INPUT FOR THIS TASK =>
____________________

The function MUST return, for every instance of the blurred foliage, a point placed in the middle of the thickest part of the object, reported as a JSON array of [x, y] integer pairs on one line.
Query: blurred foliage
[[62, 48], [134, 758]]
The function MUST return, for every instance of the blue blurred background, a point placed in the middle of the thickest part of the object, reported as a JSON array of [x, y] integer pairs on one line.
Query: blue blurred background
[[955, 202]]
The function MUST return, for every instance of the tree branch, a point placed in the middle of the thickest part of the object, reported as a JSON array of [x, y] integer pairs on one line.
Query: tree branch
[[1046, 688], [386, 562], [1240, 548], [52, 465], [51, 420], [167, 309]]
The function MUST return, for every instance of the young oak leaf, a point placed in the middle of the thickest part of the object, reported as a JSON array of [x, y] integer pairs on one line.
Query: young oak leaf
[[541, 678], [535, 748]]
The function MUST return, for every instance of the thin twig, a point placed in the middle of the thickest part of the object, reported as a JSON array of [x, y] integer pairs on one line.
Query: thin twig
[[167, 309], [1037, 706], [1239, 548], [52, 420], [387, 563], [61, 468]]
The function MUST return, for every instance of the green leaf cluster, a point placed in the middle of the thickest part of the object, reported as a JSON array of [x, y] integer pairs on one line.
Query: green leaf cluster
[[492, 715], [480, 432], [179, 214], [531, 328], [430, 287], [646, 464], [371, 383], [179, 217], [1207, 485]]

____________________

SHORT PROBLEM =>
Rescale the stretch from the line containing "The function MUST return, for every instance of the young" through the end of the rows, reproducing only those lines with their requests unchanged. Multiply every point coordinate in the answers by 2.05 and round each to a whole number, rounding halves up.

THE OUTPUT =>
The function MUST return, for every instance of the young oak leaf, a point placed in the middle of the thickest part of the object, reported as a JSON array of [x, y] integer pairs on one line.
Query: young oak leaf
[[1109, 1390], [1097, 1533]]
The function MUST return, for every instance of the thin twig, a point placed in the middle of the thickest part of the object, reported as a JSON array of [x, y] integer pairs on one line.
Query: thin twig
[[342, 633], [2126, 1447], [2540, 1123], [107, 861], [793, 1154], [125, 959]]
The function MUST return, for every instance of the green leaf cluster, a point placed in the middle of the thickest part of the object, reported as a JSON array of [x, y] integer pairs on one line.
Query: green leaf cluster
[[1009, 1466], [984, 886], [367, 439], [1089, 672], [882, 588], [1324, 951], [761, 785], [367, 445], [2474, 994]]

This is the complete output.